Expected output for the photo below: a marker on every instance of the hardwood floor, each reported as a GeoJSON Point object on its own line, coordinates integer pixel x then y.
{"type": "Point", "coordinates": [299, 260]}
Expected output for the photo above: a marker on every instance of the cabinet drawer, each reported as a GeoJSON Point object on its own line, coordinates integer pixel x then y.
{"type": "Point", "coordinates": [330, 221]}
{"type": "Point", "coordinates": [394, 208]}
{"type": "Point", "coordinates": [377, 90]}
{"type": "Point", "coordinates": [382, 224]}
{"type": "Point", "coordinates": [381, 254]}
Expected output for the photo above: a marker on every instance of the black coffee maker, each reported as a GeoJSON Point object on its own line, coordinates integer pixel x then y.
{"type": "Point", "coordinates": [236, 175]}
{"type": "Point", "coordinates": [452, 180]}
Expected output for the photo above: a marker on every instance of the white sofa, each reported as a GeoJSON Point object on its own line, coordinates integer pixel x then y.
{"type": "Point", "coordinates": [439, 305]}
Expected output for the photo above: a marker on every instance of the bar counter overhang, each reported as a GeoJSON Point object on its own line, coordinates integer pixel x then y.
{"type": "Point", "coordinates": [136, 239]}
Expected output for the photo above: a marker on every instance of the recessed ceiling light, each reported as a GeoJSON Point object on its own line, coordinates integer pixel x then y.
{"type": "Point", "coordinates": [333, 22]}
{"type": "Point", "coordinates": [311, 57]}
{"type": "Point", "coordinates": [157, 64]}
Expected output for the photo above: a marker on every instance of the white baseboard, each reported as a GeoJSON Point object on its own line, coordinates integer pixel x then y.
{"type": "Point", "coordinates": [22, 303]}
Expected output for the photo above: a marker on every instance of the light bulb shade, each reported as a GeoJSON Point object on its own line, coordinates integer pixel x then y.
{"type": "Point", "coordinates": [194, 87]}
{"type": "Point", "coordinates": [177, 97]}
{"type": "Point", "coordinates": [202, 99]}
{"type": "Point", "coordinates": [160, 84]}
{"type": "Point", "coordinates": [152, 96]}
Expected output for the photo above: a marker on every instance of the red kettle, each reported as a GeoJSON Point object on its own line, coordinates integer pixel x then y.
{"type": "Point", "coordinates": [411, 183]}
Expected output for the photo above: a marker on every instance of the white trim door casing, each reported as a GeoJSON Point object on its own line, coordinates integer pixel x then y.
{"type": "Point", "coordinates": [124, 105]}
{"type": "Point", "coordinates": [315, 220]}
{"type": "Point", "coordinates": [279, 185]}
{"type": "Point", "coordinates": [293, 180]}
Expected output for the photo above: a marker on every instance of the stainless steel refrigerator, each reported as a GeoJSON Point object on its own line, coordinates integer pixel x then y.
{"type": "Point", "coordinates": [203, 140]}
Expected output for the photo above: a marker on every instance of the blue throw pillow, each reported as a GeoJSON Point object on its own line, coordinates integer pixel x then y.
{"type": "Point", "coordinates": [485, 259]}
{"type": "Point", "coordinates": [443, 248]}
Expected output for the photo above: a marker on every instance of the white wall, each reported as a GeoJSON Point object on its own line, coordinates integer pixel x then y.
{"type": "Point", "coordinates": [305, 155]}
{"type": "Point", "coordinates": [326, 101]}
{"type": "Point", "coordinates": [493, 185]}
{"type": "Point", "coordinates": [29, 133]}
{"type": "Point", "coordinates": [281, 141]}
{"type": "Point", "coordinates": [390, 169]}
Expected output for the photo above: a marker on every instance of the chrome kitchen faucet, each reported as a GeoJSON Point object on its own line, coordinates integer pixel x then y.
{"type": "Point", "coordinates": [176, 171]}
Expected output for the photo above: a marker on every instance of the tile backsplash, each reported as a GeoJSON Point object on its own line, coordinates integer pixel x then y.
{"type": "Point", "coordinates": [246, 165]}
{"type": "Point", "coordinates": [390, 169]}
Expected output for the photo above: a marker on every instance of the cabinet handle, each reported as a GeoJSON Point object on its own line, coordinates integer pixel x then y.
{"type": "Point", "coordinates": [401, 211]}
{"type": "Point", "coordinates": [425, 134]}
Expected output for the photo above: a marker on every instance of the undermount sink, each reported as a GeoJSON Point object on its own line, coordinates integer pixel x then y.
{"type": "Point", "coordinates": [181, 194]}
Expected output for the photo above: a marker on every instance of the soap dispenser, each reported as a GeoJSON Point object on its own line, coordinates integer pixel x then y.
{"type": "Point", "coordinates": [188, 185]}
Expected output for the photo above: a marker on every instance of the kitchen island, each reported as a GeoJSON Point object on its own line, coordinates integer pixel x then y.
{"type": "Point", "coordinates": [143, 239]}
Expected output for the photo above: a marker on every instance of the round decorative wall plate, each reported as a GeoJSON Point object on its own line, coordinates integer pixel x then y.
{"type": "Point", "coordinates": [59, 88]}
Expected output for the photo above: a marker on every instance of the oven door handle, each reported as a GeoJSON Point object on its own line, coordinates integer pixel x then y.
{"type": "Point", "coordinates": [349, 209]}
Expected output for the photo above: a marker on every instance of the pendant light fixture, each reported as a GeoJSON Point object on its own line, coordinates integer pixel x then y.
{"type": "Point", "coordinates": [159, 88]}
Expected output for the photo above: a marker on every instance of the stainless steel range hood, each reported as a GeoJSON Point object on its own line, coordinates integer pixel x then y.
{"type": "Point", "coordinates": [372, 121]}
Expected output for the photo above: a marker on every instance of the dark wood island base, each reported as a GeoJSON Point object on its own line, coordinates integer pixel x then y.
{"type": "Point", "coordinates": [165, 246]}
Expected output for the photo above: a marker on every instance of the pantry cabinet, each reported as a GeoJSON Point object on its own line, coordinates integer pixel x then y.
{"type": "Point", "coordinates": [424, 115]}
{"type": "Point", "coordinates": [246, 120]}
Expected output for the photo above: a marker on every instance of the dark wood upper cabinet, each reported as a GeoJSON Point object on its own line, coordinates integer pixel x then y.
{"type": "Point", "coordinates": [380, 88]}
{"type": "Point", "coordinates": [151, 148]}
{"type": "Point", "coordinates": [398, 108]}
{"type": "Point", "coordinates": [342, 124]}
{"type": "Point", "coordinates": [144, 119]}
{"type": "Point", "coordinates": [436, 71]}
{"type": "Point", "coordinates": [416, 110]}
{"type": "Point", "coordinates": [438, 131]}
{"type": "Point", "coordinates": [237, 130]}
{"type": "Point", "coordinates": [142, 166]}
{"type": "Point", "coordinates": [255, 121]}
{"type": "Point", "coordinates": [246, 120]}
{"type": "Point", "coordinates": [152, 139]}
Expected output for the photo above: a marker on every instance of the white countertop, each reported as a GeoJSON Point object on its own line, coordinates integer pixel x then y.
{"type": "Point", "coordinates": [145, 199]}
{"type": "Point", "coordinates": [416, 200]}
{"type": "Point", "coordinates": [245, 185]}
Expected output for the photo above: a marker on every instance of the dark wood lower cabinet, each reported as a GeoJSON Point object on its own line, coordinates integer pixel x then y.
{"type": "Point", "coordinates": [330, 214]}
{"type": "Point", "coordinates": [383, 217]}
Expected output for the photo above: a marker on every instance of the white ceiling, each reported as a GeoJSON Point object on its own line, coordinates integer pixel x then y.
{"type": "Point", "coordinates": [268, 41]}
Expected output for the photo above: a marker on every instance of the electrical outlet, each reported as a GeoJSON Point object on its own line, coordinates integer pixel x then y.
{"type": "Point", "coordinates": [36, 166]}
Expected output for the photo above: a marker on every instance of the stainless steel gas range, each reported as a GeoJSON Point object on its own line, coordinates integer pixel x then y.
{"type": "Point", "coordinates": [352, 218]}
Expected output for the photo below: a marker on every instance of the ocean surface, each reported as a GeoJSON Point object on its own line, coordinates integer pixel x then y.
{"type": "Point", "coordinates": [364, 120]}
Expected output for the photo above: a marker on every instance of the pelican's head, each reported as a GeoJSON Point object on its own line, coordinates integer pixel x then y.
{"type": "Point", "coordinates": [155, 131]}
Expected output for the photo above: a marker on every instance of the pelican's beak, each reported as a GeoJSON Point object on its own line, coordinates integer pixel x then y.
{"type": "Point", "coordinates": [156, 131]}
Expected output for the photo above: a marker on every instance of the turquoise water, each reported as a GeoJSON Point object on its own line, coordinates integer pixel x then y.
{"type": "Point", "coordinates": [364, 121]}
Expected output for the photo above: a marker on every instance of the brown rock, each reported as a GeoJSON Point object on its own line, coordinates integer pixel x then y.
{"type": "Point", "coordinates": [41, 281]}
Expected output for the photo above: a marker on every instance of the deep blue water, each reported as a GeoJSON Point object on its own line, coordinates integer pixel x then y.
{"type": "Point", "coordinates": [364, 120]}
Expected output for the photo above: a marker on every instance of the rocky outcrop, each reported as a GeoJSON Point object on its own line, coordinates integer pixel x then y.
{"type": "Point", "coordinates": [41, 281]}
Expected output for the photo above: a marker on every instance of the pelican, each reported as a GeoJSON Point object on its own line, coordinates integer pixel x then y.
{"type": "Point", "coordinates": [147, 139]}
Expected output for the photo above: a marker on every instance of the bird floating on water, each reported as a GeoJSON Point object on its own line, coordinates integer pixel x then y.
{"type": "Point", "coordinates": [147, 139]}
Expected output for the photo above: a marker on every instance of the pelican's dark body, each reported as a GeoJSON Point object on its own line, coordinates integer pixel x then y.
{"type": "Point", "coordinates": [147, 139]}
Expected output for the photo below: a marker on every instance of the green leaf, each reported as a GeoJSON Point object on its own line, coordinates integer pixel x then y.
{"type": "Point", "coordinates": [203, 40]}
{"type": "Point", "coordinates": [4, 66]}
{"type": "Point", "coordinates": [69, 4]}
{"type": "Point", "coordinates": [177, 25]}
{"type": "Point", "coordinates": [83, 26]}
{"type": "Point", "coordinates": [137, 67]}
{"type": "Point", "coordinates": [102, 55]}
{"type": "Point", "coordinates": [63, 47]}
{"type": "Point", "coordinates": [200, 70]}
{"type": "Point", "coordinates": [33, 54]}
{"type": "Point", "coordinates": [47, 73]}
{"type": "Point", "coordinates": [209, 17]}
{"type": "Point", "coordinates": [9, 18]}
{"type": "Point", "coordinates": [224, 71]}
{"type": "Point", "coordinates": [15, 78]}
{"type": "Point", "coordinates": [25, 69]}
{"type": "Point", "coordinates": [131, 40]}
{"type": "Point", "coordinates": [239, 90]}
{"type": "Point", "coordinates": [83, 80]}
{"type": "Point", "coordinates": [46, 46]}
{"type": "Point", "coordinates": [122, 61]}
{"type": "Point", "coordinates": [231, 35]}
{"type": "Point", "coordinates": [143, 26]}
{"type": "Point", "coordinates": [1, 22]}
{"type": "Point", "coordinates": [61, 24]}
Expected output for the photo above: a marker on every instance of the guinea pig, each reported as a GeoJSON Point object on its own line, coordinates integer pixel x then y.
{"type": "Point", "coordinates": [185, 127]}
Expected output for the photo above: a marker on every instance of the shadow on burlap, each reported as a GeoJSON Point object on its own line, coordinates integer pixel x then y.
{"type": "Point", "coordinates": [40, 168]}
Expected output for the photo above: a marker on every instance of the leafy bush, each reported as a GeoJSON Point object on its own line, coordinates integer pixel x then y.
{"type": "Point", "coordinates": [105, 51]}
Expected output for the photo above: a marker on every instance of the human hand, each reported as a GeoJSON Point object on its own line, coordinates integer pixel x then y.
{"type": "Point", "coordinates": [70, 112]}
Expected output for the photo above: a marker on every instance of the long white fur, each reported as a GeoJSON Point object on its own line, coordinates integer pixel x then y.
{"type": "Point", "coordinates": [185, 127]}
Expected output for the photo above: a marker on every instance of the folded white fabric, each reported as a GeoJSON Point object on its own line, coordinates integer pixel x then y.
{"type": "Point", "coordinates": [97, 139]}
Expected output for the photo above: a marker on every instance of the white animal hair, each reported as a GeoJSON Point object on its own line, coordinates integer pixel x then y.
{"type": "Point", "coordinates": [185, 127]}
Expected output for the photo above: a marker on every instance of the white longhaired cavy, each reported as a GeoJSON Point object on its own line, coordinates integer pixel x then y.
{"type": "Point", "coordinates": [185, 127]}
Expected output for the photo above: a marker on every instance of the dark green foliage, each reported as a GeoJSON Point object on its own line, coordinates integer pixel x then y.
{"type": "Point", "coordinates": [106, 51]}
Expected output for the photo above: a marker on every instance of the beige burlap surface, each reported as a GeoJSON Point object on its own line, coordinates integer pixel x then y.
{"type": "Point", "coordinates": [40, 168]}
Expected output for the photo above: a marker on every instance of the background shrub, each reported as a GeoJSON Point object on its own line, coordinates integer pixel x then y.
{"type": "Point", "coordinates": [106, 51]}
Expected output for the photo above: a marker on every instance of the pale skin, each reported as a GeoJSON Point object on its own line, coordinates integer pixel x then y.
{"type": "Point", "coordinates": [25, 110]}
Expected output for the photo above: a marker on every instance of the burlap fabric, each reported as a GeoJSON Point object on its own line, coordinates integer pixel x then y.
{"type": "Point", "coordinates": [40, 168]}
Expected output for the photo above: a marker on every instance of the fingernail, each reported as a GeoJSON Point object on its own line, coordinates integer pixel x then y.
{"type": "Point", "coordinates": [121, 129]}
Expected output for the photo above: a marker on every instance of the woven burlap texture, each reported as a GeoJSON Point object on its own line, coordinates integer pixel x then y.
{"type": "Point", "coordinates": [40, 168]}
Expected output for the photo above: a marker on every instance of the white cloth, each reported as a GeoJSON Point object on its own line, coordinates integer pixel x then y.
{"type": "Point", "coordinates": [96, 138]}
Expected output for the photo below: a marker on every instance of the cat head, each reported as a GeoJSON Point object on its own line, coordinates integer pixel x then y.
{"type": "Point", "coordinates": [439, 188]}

● **Your objective**:
Find where "of the pale" occurs in the data, and please write out that line through the last line exactly, with nothing else.

● **Output for this exercise**:
Expected output for the photo above: a marker on every instance of the pale skin, each reported as a GeoJSON Point object on its own line, coordinates integer pixel x then y.
{"type": "Point", "coordinates": [25, 110]}
Expected output for the photo above: a marker on every instance of the burlap fabric, each reported as a GeoJSON Point object on its own line, coordinates integer pixel x then y.
{"type": "Point", "coordinates": [40, 168]}
Expected output for the photo above: a marker on every instance of the fingernail, each reported as a GeoJSON Point object on its own line, coordinates integer pixel x then y.
{"type": "Point", "coordinates": [121, 129]}
Expected output for the photo above: a marker on every instance of the woven burlap texture, each reported as a GeoJSON Point object on its own line, coordinates integer pixel x then y.
{"type": "Point", "coordinates": [40, 168]}
Expected output for the photo above: a marker on every instance of the white cloth, each reported as a GeoJSON Point object on its own line, coordinates integer pixel x then y.
{"type": "Point", "coordinates": [96, 138]}
Expected output for the photo below: a marker on every instance of the cat head, each reported as a GeoJSON Point object on its own line, coordinates integer pixel x then y.
{"type": "Point", "coordinates": [439, 188]}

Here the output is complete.